Goal
Render the lines below, beginning with the line that contains "Exercise. Label the snow-covered bush" and continuing through the final line, as a Markdown table with the columns Row and Line. Number each row, and omit any blank lines.
━━━━━ Task data ━━━━━
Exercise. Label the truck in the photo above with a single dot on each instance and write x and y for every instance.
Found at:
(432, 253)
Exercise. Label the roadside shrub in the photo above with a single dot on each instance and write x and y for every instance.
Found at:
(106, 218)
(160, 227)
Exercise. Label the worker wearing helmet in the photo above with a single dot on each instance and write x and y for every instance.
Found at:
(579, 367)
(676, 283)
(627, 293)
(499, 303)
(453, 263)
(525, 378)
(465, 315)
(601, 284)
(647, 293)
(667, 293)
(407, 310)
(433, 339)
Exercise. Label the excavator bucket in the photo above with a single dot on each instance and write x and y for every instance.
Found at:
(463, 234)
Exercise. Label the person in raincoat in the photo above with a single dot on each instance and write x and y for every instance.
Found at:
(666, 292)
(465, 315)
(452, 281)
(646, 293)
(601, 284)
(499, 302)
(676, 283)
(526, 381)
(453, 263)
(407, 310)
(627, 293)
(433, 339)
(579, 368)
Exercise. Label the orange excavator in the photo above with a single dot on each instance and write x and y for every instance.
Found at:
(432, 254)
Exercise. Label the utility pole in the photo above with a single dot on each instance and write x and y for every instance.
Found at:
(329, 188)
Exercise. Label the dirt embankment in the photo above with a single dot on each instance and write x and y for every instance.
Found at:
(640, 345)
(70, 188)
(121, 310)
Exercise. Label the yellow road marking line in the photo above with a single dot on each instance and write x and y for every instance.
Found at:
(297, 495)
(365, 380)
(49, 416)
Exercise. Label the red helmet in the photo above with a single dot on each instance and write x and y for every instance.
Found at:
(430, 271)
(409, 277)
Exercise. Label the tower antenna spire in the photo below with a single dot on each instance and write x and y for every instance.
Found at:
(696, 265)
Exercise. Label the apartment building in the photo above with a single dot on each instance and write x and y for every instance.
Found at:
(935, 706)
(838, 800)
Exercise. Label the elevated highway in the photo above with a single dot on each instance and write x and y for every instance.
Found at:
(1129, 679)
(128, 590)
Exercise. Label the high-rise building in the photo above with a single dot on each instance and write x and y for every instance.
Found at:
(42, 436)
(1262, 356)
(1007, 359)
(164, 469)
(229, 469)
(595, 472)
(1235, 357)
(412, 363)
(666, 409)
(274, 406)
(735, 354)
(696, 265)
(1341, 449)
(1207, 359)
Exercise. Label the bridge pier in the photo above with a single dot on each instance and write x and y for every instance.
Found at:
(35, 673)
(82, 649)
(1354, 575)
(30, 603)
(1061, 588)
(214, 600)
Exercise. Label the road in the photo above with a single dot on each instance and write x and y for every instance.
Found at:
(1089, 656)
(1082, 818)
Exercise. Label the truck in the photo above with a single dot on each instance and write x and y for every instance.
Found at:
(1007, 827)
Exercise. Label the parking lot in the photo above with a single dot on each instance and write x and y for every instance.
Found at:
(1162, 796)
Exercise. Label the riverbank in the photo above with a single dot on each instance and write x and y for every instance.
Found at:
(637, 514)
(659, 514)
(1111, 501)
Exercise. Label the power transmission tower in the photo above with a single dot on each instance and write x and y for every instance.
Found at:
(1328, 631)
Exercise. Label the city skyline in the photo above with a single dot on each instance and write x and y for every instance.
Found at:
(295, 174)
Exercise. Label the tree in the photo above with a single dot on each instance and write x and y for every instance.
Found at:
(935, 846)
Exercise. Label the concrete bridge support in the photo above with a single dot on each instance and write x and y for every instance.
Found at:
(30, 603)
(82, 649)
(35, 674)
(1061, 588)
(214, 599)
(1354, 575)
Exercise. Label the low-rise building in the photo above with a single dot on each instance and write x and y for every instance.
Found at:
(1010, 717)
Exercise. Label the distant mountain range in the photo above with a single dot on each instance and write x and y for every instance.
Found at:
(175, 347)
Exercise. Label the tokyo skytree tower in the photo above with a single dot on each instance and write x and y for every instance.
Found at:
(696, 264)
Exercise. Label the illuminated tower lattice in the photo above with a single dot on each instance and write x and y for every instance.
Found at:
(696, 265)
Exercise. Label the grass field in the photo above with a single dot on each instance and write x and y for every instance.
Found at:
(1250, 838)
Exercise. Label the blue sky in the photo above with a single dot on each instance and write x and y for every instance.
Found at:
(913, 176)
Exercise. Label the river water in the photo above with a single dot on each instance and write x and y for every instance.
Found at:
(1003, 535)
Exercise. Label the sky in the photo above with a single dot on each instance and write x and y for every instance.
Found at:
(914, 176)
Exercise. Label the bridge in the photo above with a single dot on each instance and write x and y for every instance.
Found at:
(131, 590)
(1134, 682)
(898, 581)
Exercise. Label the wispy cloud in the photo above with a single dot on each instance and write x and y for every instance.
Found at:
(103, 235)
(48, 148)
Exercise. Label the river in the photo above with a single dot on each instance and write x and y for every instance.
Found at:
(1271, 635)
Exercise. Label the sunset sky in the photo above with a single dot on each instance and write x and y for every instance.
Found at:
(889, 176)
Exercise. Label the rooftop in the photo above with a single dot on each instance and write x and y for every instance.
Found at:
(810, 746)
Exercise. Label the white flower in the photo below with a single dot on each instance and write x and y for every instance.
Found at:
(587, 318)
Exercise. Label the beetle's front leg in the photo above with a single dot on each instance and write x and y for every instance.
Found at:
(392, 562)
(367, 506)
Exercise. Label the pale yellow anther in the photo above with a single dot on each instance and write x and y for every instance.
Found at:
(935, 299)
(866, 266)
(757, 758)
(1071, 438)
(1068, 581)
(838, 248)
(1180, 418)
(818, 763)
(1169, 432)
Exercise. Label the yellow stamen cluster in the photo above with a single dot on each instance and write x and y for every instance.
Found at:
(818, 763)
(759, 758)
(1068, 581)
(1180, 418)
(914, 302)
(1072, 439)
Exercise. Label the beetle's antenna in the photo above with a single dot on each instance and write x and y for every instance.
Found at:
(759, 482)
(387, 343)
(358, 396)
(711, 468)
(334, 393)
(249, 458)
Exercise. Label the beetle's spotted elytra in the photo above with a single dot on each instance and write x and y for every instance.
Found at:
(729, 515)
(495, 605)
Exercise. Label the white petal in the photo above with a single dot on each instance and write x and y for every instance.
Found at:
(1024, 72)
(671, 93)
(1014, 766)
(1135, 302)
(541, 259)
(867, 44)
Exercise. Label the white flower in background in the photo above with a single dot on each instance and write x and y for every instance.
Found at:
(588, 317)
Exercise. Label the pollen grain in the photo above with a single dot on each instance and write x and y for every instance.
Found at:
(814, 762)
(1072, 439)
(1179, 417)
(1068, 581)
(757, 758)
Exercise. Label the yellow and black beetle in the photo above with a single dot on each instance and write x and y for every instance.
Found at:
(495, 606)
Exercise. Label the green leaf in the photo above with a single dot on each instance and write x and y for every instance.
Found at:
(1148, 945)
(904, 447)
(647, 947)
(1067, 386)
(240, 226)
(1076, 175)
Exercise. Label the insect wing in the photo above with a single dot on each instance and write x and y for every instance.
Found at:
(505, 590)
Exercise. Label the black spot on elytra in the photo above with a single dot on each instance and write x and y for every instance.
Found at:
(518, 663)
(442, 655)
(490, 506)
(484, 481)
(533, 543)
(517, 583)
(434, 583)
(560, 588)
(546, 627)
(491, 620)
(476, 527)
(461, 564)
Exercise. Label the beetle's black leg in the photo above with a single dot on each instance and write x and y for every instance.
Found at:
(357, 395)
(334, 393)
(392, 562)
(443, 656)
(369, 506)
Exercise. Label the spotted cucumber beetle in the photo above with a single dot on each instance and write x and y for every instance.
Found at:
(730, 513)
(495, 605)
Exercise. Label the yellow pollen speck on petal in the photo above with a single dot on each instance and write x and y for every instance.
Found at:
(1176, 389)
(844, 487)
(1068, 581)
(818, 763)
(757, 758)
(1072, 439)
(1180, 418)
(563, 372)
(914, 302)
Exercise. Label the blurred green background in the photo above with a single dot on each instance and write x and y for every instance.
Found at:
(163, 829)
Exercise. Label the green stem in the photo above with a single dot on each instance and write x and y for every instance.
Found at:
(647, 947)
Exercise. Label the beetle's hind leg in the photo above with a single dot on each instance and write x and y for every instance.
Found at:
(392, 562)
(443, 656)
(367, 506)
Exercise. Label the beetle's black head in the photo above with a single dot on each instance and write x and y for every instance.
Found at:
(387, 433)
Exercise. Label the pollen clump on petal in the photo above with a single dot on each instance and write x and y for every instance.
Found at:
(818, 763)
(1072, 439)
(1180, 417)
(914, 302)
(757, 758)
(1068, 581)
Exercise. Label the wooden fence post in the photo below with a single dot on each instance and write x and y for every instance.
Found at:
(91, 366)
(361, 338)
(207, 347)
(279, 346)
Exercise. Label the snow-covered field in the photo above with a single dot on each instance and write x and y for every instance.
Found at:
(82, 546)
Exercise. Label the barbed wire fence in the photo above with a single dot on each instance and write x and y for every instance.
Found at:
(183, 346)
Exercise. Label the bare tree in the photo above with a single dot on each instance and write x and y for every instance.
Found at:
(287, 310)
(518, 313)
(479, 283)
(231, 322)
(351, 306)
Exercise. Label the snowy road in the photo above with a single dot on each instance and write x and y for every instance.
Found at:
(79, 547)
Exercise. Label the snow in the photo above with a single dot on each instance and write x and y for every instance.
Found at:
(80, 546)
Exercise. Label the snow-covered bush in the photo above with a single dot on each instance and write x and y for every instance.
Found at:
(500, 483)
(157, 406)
━━━━━
The completed task
| Row | Line |
|---|---|
| 1 | Exercise. Label the snow-covered bush in the photo above with a single dot on each instance and write x and y for every instance. |
| 2 | Found at: |
| 3 | (500, 483) |
| 4 | (157, 406) |